Stored entries:
◆ ◆ ◆ ◆ ◆ ◆ ◆

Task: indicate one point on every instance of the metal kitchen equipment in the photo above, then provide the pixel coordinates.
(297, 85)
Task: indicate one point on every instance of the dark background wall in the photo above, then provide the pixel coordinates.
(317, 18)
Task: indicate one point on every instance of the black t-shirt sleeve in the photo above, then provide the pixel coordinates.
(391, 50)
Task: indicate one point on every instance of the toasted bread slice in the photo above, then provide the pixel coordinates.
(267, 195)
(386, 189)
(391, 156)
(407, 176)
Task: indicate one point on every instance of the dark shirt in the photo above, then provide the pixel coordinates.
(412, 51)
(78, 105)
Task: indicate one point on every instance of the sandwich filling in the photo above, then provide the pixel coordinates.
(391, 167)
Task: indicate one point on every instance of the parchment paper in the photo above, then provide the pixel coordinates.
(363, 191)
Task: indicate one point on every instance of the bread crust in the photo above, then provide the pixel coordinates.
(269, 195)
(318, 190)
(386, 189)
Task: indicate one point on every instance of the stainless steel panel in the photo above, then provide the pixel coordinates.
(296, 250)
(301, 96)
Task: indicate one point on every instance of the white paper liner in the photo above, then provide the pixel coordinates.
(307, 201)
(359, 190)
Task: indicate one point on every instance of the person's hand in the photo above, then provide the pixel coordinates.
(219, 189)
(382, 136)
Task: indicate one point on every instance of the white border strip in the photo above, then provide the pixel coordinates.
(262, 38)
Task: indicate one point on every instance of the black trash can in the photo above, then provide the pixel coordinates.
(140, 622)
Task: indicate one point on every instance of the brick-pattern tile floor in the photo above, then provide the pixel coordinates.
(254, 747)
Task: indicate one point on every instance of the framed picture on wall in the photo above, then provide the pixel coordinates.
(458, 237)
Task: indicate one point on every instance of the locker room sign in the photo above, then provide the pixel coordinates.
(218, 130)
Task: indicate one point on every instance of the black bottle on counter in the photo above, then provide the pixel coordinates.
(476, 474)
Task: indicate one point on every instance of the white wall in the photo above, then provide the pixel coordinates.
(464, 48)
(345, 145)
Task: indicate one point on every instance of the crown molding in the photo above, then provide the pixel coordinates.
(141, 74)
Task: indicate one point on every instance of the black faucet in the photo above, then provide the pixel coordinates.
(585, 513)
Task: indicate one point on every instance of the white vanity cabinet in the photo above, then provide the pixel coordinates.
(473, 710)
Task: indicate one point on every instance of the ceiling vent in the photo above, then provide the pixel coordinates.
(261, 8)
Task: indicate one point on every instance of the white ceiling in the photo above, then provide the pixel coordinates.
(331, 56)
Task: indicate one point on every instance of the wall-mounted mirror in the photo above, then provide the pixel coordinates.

◆ ◆ ◆ ◆ ◆ ◆ ◆

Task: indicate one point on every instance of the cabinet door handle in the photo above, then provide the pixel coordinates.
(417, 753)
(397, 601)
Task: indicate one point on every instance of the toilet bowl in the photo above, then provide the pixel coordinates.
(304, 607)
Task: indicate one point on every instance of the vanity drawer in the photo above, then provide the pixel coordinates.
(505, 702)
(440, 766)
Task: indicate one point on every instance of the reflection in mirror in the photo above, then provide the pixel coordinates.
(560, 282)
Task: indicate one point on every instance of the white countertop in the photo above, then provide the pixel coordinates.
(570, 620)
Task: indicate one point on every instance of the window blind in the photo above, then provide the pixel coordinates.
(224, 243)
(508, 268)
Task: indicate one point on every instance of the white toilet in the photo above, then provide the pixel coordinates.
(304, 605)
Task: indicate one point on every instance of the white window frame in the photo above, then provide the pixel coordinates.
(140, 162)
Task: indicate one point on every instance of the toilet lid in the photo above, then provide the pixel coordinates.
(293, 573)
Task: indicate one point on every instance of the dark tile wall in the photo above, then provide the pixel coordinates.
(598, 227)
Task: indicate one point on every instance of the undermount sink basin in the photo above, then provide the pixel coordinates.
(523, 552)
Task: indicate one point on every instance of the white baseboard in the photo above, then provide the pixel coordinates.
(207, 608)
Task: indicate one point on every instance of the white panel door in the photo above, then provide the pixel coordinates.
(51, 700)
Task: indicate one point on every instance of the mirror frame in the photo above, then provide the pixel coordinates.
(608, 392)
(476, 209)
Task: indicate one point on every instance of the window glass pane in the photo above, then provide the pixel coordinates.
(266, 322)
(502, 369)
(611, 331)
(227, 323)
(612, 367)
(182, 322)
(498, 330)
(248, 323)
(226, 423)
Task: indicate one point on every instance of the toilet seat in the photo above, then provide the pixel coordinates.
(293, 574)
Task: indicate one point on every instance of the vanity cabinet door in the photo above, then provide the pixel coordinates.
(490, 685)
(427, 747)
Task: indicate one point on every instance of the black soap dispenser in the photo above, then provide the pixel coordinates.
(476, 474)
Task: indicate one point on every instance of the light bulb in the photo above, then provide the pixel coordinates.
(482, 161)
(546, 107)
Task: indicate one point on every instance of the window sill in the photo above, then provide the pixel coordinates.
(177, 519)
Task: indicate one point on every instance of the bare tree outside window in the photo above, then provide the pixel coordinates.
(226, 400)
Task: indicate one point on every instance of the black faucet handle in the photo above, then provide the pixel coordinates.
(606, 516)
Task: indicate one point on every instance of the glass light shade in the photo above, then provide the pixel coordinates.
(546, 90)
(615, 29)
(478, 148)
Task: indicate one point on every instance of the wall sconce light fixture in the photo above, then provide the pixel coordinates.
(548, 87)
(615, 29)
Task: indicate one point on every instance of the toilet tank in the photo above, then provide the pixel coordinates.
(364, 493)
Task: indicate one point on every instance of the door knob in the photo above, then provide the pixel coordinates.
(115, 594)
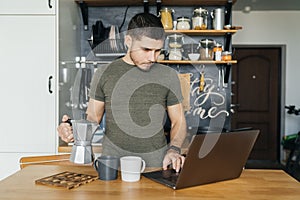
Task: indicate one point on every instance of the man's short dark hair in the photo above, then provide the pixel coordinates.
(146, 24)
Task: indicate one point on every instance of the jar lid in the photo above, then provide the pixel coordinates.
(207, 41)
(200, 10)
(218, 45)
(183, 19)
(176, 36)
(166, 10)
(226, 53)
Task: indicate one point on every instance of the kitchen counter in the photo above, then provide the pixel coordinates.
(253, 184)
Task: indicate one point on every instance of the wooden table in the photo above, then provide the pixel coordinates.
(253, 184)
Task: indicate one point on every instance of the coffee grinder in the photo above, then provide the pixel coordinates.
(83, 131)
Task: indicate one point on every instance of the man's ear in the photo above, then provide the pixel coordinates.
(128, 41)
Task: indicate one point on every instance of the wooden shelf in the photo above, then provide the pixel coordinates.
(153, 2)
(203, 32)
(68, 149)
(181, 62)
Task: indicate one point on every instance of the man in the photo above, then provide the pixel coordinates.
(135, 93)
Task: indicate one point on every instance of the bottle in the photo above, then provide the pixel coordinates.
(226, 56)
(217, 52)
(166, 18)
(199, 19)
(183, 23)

◆ ◆ ◆ ◆ ◆ ◆ ◆

- [Requirements] Starting with the line containing "Task: indicate one point on every instance of the white ceiling" and going on through the line containing "Task: indicate one point on every instance of the wall-mounted", write out those lines again with "mirror" swapped for "looking glass" and nothing else changed. Give only those lines.

- [Result for this exercise]
Task: indicate one point on every instance of the white ceiling in the photo above, then provide the pixel coordinates.
(331, 56)
Task: indicate one point on every instance of the wall-mounted looking glass in the photo above, then provide the pixel coordinates.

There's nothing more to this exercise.